Data provided start

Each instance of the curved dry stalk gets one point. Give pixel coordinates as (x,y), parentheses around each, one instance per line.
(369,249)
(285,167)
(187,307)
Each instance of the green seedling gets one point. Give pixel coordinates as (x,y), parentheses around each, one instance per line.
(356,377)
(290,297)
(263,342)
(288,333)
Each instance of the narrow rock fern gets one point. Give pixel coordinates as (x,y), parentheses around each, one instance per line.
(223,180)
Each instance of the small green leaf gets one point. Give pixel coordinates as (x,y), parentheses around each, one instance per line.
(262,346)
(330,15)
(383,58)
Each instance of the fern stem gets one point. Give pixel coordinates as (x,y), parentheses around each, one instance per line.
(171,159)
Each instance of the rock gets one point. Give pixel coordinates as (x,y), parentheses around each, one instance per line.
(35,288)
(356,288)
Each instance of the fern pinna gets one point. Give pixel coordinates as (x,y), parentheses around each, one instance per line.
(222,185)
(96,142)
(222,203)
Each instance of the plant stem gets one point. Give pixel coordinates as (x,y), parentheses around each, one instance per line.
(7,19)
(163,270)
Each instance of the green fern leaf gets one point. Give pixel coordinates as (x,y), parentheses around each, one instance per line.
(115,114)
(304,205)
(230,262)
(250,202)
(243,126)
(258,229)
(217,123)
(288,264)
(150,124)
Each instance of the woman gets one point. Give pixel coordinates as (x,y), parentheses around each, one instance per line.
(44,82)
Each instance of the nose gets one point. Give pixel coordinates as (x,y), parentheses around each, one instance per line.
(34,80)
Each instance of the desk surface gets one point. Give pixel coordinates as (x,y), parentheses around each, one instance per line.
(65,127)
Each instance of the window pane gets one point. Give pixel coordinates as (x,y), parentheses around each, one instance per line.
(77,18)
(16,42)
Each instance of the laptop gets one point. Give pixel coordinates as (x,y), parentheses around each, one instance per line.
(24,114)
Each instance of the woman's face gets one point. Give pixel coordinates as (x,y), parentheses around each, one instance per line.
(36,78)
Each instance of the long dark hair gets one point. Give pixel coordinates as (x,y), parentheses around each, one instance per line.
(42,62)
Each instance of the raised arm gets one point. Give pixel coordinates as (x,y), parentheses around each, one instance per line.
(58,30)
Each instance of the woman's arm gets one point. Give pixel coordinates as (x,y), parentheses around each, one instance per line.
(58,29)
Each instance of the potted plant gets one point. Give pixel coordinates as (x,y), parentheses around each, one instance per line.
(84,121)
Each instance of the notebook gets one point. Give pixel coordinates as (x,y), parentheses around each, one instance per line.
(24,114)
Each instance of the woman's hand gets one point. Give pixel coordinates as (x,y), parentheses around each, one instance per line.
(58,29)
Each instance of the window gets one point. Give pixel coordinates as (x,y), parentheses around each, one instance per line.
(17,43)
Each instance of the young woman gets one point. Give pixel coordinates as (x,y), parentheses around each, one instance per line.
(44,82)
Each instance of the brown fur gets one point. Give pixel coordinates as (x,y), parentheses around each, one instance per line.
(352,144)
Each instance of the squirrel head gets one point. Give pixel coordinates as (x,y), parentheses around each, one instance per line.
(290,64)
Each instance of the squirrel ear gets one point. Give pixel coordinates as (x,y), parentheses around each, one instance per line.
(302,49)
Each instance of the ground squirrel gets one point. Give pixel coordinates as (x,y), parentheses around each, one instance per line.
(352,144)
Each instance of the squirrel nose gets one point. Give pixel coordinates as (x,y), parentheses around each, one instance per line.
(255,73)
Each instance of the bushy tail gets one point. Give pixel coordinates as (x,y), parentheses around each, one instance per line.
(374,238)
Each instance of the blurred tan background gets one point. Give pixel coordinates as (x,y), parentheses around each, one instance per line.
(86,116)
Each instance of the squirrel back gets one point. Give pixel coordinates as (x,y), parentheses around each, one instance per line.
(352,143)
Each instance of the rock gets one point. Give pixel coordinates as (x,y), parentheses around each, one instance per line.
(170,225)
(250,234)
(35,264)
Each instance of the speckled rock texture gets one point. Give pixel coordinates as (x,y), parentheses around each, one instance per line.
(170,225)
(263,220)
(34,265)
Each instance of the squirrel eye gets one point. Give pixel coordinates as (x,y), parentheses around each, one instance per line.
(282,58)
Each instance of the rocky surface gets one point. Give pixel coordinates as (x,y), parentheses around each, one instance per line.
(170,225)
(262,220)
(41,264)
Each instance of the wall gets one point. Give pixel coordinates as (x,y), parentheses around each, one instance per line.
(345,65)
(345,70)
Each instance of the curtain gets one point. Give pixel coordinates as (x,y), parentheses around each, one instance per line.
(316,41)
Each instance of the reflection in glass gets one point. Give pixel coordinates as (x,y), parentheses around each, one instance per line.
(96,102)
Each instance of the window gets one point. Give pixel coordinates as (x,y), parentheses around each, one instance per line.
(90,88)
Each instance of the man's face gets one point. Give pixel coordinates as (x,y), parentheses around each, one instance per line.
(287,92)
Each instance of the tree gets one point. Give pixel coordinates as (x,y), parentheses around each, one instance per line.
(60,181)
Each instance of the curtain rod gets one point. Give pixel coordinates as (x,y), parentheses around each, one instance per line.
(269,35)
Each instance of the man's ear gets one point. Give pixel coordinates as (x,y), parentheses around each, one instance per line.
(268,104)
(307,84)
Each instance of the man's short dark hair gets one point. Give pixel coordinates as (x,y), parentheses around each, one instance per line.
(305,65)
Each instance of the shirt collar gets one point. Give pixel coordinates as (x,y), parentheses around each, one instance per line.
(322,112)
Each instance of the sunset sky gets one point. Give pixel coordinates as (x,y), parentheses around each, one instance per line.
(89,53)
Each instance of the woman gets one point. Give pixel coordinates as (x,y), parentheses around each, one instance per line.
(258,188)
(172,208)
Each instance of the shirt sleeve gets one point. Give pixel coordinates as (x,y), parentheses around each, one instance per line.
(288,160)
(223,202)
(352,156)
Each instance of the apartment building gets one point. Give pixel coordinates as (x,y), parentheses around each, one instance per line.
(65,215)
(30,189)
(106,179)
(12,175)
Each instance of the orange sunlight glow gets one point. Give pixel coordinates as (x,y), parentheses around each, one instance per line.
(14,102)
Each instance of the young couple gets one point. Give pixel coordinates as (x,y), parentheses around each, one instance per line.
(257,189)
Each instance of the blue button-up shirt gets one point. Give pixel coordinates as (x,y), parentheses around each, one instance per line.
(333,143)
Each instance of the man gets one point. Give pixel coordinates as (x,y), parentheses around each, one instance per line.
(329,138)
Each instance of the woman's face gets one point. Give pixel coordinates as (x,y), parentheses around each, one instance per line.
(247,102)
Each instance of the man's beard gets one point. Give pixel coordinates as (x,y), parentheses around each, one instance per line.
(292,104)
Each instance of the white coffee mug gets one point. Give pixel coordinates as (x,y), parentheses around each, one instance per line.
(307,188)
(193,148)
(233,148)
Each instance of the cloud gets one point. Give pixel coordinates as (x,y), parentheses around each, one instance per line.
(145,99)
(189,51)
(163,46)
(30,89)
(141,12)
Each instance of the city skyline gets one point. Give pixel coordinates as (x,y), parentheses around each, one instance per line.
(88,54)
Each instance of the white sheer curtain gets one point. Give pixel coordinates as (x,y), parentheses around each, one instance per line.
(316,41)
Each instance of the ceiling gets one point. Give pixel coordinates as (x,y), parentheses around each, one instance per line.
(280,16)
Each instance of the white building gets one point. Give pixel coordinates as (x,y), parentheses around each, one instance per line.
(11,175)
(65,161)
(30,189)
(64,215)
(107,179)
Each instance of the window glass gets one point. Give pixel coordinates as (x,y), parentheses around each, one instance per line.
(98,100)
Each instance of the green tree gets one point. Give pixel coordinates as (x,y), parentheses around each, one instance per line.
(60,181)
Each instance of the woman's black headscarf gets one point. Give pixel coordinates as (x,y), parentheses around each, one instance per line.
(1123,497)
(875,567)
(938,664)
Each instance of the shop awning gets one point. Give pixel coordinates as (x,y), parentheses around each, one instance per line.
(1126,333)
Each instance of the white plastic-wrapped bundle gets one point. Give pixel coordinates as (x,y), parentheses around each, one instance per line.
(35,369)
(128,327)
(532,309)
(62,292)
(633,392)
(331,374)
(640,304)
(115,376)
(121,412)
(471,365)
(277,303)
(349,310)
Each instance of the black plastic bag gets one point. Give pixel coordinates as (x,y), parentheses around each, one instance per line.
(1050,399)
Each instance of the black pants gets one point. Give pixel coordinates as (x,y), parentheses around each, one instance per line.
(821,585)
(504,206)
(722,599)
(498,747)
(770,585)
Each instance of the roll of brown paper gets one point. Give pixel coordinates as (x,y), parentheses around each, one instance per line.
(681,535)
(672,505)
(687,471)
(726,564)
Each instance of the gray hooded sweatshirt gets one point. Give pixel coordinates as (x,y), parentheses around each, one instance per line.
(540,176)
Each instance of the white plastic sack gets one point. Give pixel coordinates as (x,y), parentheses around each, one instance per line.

Data provided end

* [Work to do] Output an exact copy of the lines beginning at the one that holds "Each instance of the woman's black" and running through the final line of the records.

* [Written solution]
Each instance of the woman's black headscarf gets one point. Give pixel coordinates as (x,y), parentheses around each, one instance per line.
(1123,497)
(875,567)
(938,664)
Each instance of the shop awning gets one point. Give pixel coordinates as (x,y), parentheses around each, one instance per line.
(1126,333)
Each instance of the white plastic-wrapped bundle gets one point. Give pixel coordinates as (x,y), parentheses around each, one instance per line.
(35,369)
(128,327)
(532,309)
(62,292)
(633,392)
(331,374)
(640,304)
(115,376)
(121,412)
(471,365)
(277,303)
(349,310)
Each instance of the black plastic bag gets one point. Give pixel coordinates as (x,y), parentheses around each, one instance per line.
(1050,399)
Each instance of the black pants gets one point. Give pixel coordinates as (x,y), parentheses around each, one instance per line.
(821,585)
(504,206)
(722,599)
(498,747)
(770,585)
Each instance of the roll of brown paper gets one point. Give pixel coordinates as (x,y), parentheses around each, one instance per line.
(681,535)
(672,505)
(687,471)
(726,564)
Each instance of the gray hooded sweatshirt gets one point. Give pixel coordinates as (x,y), parentheses around each, one instance per line.
(540,176)
Each instance of the white plastic sack gets one point. Give pixel coordinates as (x,y), parentheses around each, one instance per line.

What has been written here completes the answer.